Excerpt to read:

Tom and his only close friend, Sam Hellerman, aspire to start a rock and roll band, though this mainly consists of proposing potential band names, pseudonyms, and album covers. At a party that Sam insists they attend, a mysterious girl calling herself Fiona makes out with Tom then abruptly leaves. Tom obsesses over her, much to Sam's annoyance. In one of his father's books Tom finds a note mentioning a "dead bastard" and signed "Tit", with ciphertext that he decodes referring to a funeral. When a bully pours soda onto Tom's father’s copy of Brighton Rock as Tom is reading it, he becomes enraged and "accidentally beats up" the bully.

To Tom's confusion, a popular girl at school begins dating one of the most unpopular boys, and Sam begins hanging out with a group of drama students. Sam eventually reveals that the girls were playing a game called "Dud Chart" in which they earned points by flirting and making out with unpopular boys, and the popular Celeste Fletcher hired him as a consultant.

Tom and Sam become more serious about their band when they are given an electric guitar and bass, respectively, by their parents. They steal amplifiers from the school and recruit drummer Todd Panchowski. When Tom's parents discover that one of his songs is about suicide, based on a self-help pamphlet, they send him to a psychiatrist, Dr. Hextrom. Tom becomes distraught when Dr. Hextrom tells him that his father committed suicide, after which his mother cancels his sessions. Meanwhile, Sam claims to have found Fiona, whose real name is Deanna Schumacher, but says she has moved away. Tom finds her, and although she is not the Fiona from the party, she makes out with him and performs fellatio on him on three occasions.

Exercise brief:
Answer these from the plot summary above:
1. What name does the girl at the party give herself?
2. What was the game the girls played with unpopular boys called?
3. Who did Tom and Sam recruit as their drummer?

Study material:
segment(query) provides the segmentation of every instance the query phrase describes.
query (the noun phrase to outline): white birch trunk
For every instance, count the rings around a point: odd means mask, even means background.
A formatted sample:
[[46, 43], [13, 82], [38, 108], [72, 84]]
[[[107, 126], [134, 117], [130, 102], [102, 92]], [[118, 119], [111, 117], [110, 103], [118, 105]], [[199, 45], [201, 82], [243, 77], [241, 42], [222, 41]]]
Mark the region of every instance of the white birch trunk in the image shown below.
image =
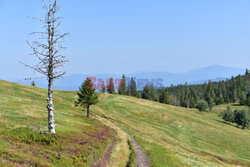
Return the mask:
[[50, 133], [56, 133], [53, 105], [53, 79], [49, 79], [47, 109], [48, 109], [48, 129]]

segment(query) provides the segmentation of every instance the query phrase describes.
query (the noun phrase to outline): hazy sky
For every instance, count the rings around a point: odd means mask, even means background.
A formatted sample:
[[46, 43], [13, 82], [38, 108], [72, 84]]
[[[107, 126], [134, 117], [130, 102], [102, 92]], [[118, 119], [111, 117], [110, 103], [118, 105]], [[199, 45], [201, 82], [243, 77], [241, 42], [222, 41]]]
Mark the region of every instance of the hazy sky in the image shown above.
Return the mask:
[[[250, 64], [249, 0], [58, 0], [67, 73], [185, 72]], [[0, 77], [33, 75], [26, 44], [40, 0], [0, 0]]]

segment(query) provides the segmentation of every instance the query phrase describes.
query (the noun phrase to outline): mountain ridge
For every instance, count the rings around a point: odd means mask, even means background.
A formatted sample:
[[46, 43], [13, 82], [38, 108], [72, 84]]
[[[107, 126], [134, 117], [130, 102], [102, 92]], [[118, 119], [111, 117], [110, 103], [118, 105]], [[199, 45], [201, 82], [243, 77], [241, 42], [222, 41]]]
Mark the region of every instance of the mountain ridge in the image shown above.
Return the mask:
[[[161, 86], [170, 86], [178, 84], [200, 84], [211, 81], [226, 80], [232, 76], [237, 76], [239, 74], [244, 74], [245, 69], [227, 67], [222, 65], [210, 65], [203, 68], [194, 69], [185, 73], [170, 73], [170, 72], [142, 72], [137, 71], [133, 73], [125, 73], [126, 77], [134, 77], [137, 82], [141, 80], [155, 80], [159, 79], [161, 81]], [[86, 77], [95, 77], [96, 79], [103, 79], [104, 83], [110, 77], [114, 79], [121, 79], [122, 74], [70, 74], [66, 75], [55, 81], [55, 89], [62, 90], [77, 90], [79, 85], [86, 79]], [[18, 82], [20, 79], [10, 79], [9, 81]], [[22, 84], [30, 84], [31, 81], [21, 81]], [[46, 79], [35, 80], [36, 85], [39, 87], [46, 88]], [[96, 82], [97, 84], [97, 82]], [[145, 85], [145, 84], [144, 84]], [[143, 89], [143, 86], [138, 88]]]

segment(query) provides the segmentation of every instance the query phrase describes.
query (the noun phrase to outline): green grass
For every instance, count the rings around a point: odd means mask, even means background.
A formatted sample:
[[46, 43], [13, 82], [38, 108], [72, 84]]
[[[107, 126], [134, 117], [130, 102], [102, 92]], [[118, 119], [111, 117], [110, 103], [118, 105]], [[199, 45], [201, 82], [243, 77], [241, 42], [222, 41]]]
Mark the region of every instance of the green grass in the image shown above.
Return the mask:
[[250, 166], [250, 133], [203, 113], [120, 95], [103, 95], [100, 115], [134, 136], [153, 166]]
[[[55, 91], [56, 134], [47, 130], [46, 89], [0, 81], [0, 166], [89, 166], [115, 136]], [[38, 130], [39, 129], [39, 130]]]

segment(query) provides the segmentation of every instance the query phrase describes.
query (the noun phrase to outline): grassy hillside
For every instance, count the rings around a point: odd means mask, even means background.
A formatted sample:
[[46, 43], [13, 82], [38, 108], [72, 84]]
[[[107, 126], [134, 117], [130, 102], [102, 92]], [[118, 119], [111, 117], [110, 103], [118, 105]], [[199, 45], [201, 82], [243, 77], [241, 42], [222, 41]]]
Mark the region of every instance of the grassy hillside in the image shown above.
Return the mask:
[[57, 134], [49, 135], [46, 90], [0, 81], [0, 166], [89, 166], [101, 157], [114, 131], [75, 108], [75, 92], [54, 97]]
[[250, 133], [202, 113], [128, 96], [102, 95], [98, 113], [134, 136], [153, 166], [250, 166]]

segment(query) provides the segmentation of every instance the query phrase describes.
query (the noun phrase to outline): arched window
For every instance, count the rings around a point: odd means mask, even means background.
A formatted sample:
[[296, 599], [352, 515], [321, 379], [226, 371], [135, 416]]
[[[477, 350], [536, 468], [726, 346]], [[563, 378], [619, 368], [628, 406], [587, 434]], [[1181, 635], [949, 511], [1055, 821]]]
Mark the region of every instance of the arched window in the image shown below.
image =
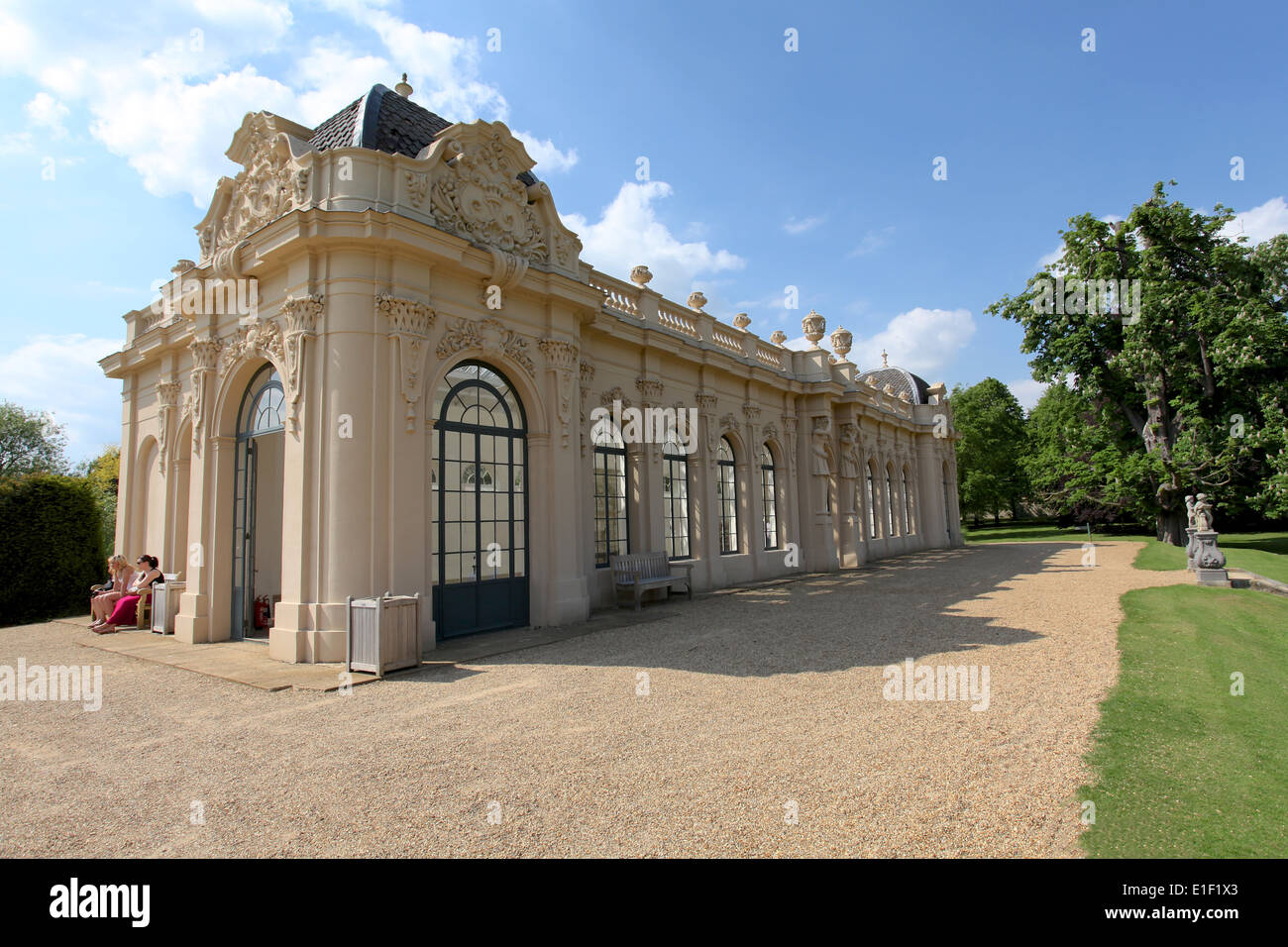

Exercise result:
1. Fiona
2. "Dud Chart"
3. Todd Panchowski